At the end of the ceremony as I made my way closer to the border with crowds of other Indian pushing for an iconic border photo, I was feet away from Pakistani men and women doing the same. As an outsider, I look out at the other with no more searching for understanding than I looked on at their Indian neighbors – both cultures still so new and incomprehensible to me. But what was striking was observing Pakistanis and Indians doing the same, watching each other walk along their borders, noticing dress, expression, facial features all taken-in through a barrier they were not to cross. And in this process I knew I was not at a sporting event, a ceremony rooted in pomp and circumstance or a theatrical military production, but instead, in the eerie solemn of a once cheering crowd. Looking on, I was witnessing the breakdown of alienation – the painful, confusing, silencing experience of finding that the enemy is not quite so strange, not quite "other" and yet still knowing a separation exists from years of unforgivable sins.
There is rumor that someday soon the government may put an end to the Joint Retreat Ceremony – a costly, symbolic endeavor – a move I can not discern whether contentiously reasonable (considering the real, not theatric, tensions that do exist between the countries), or a bit tragic (removing one of the only safe places in which many Pakistanis and Indians come face to face). But what I hope of this diverse day of holy worship, historical remembrance, and lived apprehension is the preservation of facing otherness – whether divine, atrocious or tensely rivaling.

• • •

Return the border ceremony passage word for word, starting at "There is rumor" and ending at "or tensely rivaling.".

Referring expression pointing data
• • •

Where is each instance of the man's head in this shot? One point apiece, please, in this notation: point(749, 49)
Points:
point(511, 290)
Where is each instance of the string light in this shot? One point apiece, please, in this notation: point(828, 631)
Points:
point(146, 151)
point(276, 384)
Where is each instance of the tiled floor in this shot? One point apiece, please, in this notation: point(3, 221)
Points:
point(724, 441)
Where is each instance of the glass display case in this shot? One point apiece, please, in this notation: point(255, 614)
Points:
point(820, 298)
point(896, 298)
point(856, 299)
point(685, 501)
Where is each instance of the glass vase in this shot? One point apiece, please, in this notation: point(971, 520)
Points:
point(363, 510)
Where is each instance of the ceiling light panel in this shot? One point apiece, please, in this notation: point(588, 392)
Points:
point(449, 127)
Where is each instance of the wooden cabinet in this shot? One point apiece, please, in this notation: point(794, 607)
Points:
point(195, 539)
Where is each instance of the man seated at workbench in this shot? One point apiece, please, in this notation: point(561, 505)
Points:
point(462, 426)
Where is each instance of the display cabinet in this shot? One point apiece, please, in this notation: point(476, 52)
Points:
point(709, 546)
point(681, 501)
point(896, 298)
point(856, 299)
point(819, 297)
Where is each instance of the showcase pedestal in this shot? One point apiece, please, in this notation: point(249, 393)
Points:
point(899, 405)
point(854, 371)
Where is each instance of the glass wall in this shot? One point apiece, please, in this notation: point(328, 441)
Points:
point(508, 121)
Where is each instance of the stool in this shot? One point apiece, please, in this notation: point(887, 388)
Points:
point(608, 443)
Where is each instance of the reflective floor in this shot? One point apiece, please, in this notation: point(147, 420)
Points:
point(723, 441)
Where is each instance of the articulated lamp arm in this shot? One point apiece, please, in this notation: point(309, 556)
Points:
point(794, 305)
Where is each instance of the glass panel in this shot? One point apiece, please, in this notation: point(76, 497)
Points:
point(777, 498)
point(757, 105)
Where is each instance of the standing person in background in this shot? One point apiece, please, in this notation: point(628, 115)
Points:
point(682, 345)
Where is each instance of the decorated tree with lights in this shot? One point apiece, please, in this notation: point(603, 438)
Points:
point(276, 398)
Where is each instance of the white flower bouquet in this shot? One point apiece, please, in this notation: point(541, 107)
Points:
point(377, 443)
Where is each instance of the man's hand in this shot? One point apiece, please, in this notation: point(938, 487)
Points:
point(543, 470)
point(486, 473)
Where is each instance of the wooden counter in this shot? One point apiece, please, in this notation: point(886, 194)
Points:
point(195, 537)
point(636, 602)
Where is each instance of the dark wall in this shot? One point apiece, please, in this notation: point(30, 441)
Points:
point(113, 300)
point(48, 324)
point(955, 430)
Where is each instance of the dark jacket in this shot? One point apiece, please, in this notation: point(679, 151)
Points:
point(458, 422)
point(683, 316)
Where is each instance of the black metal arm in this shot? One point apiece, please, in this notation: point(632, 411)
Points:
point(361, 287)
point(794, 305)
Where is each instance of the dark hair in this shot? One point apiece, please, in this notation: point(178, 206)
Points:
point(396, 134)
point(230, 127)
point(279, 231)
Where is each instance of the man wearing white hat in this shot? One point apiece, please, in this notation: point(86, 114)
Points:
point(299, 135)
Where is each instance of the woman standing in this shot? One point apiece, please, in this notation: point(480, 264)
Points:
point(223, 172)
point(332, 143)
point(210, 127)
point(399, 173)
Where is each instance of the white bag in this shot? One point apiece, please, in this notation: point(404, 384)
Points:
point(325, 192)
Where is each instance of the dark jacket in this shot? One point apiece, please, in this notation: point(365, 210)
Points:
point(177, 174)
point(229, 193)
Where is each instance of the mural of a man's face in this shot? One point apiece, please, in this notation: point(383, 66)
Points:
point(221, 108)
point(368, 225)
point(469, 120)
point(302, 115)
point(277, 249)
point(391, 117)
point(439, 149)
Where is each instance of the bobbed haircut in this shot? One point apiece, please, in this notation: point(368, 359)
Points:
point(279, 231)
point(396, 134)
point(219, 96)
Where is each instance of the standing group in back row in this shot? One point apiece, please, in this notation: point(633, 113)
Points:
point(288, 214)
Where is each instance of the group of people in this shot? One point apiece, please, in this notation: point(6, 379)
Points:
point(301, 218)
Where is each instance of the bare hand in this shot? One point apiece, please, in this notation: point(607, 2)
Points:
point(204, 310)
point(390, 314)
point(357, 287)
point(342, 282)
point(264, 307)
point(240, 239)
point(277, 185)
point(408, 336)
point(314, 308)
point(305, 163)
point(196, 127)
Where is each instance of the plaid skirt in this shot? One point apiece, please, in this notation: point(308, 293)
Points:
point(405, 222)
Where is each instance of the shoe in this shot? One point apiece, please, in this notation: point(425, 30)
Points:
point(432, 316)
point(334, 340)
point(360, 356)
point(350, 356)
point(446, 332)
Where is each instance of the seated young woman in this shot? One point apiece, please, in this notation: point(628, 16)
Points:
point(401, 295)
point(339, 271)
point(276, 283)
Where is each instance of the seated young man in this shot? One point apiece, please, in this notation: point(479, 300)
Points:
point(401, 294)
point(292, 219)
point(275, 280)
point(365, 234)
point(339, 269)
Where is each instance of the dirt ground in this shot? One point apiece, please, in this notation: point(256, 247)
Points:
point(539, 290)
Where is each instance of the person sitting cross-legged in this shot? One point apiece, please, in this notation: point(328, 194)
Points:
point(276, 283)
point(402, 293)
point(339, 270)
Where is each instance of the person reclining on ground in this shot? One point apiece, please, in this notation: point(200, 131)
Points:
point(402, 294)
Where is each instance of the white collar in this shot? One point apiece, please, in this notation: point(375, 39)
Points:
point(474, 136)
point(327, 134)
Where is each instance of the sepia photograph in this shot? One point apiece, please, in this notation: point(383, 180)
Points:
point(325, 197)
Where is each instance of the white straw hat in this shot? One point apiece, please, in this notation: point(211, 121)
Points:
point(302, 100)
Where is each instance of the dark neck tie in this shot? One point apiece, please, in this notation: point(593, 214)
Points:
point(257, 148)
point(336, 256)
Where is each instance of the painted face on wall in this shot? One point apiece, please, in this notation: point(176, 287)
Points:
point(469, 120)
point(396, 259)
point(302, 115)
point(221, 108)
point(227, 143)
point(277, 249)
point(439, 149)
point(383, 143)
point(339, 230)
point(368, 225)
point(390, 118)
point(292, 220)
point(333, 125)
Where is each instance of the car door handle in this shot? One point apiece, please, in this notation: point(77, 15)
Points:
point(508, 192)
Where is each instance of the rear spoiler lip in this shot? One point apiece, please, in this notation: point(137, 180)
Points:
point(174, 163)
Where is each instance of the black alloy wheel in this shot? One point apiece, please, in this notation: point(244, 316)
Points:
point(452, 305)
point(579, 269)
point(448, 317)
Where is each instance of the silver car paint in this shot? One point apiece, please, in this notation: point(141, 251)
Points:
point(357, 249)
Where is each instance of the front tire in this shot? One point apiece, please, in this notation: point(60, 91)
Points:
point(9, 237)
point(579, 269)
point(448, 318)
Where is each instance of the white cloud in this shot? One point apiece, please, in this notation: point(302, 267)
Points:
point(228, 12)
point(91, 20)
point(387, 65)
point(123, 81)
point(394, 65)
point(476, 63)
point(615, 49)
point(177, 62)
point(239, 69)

• • •

• **Result**
There is rumor that someday soon the government may put an end to the Joint Retreat Ceremony – a costly, symbolic endeavor – a move I can not discern whether contentiously reasonable (considering the real, not theatric, tensions that do exist between the countries), or a bit tragic (removing one of the only safe places in which many Pakistanis and Indians come face to face). But what I hope of this diverse day of holy worship, historical remembrance, and lived apprehension is the preservation of facing otherness – whether divine, atrocious or tensely rivaling.